◆ Short exercise 1: Report each line in the records below that contains the string "work".

** start of Excerpt to read **

Published on Wed, Sep 09,2015 | 17:41, Updated at Wed, Sep 09 at 17:41Source : 


Companies and shareholders need to find a common ground on exit strategies
Bosch Chassis Systems proposes to increase the face value of its shares from Rs.10 to Rs.100,000. After the reorganization of share capital, each shareholder will receive shares as per their entitlement. All fractional holdings will be aggregated and the resulting number of shares will be transferred to a trustee for sale. The proceeds will then be distributed to the shareholders with fractional entitlements. Based on the recommendation of the independent valuers, the company has fixed the sale price at Rs.600 per share.

The company reasons that the move will benefit these shareholders, who now get an exit opportunity. Further, it believes that overhead costs incurred on servicing the fragmented minority shareholding will be reduced significantly post consolidation.

But not all investors are convinced. They believe the offer price of Rs.600 per share, which is the same as the delisting price in 2008, is too low and does not take into account the improved fundamentals of the company.

** end of Excerpt to read **

◆ Short exercise 2: Restate word for word the part of the excerpt on the Bosch Chassis Systems share consolidation above, starting with "The company reasons" and going on through "of the company.".

** start of Records for this exercise **

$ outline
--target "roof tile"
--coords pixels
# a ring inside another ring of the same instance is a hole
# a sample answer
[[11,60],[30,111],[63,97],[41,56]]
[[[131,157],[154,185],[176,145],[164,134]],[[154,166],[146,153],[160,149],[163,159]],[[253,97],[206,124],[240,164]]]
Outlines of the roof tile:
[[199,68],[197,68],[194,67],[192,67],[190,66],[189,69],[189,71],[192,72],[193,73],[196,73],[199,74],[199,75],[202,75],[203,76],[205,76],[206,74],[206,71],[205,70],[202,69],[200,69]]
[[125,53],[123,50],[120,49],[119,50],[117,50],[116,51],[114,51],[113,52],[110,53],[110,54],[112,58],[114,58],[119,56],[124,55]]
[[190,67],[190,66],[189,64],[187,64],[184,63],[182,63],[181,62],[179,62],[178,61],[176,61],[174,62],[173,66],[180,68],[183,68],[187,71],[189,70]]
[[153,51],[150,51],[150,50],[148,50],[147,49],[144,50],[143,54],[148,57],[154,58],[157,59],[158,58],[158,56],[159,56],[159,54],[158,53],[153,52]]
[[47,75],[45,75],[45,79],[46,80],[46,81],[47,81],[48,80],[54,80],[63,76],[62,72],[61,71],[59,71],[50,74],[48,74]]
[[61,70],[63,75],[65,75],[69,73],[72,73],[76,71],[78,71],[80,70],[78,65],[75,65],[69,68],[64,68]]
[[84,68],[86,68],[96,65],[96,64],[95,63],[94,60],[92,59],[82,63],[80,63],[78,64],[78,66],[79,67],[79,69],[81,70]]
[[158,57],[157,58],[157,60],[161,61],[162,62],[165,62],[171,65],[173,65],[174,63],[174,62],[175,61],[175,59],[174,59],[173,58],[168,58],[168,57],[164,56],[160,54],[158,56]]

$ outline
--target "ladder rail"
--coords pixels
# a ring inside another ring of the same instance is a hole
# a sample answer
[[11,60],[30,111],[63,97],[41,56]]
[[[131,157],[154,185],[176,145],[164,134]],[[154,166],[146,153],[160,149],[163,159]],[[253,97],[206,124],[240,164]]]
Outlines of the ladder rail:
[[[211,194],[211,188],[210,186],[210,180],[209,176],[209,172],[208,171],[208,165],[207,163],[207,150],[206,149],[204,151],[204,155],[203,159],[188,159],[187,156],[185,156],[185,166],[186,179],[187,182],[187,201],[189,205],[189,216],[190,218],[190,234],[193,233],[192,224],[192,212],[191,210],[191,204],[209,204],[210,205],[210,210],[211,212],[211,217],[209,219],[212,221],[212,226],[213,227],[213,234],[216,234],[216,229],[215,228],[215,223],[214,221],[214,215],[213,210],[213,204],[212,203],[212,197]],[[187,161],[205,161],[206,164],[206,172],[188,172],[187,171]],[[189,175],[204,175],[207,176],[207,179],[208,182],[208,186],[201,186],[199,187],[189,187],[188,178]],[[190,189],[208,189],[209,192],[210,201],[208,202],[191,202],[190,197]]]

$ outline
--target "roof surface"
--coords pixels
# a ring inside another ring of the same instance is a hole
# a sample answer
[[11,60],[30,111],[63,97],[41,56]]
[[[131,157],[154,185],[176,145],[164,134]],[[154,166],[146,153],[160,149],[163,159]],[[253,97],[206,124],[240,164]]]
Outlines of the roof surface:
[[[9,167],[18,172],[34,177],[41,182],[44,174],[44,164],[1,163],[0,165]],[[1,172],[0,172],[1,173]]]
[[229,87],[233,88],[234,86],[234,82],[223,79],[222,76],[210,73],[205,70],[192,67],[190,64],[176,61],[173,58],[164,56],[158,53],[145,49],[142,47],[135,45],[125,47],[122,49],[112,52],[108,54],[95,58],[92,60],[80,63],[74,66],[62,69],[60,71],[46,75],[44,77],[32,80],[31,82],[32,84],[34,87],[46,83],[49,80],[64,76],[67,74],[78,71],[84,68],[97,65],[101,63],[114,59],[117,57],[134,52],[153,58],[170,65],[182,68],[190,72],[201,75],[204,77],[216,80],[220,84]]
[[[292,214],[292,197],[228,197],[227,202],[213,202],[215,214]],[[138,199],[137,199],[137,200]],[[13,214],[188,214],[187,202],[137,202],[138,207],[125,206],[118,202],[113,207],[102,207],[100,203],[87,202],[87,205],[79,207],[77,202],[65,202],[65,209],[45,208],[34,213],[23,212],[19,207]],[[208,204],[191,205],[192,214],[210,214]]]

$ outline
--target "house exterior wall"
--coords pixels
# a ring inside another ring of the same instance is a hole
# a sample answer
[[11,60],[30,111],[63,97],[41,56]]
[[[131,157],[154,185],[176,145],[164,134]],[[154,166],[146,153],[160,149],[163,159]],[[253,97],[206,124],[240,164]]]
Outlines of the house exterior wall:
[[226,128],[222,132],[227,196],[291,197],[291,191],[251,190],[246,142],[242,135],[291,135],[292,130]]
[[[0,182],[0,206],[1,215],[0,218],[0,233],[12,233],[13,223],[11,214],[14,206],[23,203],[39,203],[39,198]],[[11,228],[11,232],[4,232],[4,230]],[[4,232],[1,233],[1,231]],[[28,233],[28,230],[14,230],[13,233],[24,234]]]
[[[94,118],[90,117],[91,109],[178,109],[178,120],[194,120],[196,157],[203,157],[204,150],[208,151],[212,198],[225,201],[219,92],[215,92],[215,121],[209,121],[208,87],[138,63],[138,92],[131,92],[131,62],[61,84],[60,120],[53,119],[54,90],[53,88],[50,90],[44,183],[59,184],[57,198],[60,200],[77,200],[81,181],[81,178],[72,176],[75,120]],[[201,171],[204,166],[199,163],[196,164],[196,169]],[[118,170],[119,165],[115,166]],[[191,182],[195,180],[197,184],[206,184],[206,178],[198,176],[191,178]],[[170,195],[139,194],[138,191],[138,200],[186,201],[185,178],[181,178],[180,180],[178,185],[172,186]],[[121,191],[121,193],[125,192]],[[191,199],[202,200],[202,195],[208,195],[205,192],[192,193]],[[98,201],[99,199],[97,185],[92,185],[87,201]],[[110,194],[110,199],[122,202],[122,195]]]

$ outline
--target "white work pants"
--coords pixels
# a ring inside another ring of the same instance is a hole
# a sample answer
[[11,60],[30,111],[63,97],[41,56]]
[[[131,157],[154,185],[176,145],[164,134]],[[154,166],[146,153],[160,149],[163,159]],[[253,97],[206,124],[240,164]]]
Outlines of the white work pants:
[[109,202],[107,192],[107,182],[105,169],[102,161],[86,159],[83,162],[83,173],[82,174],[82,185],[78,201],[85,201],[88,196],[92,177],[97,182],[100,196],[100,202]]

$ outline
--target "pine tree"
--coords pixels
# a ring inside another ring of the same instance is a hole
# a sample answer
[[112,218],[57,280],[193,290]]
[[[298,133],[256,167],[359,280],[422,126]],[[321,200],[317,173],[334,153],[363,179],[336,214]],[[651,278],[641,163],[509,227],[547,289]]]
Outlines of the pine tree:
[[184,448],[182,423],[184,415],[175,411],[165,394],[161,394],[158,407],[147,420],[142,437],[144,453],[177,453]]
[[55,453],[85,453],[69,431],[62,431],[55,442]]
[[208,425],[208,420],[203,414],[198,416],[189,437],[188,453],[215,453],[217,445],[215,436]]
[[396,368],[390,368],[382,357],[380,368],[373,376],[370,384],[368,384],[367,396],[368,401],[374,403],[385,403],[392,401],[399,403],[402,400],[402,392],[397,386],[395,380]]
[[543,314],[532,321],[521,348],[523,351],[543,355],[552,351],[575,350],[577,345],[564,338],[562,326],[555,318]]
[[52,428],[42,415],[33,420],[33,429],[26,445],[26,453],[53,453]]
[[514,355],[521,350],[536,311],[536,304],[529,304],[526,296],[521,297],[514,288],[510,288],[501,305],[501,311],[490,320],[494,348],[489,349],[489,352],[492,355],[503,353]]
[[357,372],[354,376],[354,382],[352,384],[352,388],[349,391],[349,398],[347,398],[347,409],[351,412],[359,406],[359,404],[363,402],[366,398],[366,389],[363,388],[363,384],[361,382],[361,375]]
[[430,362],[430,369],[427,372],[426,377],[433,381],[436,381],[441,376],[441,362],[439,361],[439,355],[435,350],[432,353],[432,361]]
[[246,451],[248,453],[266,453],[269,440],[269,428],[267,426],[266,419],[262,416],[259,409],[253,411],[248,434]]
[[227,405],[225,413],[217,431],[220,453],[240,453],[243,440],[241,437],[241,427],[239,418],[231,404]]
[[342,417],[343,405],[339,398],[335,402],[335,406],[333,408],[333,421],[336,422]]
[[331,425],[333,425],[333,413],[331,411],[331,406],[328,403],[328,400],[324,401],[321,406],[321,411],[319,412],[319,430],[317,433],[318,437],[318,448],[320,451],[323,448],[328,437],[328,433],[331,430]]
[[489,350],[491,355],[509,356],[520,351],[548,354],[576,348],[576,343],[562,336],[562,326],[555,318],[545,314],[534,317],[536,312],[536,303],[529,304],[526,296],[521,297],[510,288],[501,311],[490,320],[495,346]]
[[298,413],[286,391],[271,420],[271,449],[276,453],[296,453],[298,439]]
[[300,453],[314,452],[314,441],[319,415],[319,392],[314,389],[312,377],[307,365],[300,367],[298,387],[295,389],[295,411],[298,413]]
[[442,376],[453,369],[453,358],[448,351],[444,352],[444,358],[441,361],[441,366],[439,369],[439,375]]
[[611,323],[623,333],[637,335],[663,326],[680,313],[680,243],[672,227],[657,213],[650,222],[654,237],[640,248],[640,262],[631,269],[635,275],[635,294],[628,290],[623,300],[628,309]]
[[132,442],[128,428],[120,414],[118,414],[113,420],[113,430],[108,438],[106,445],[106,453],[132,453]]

** end of Records for this exercise **

◆ Reply 1:
--target "white work pants"
Outlines of the white work pants:

◆ Reply 2:
The company reasons that the move will benefit these shareholders, who now get an exit opportunity. Further, it believes that overhead costs incurred on servicing the fragmented minority shareholding will be reduced significantly post consolidation.

But not all investors are convinced. They believe the offer price of Rs.600 per share, which is the same as the delisting price in 2008, is too low and does not take into account the improved fundamentals of the company.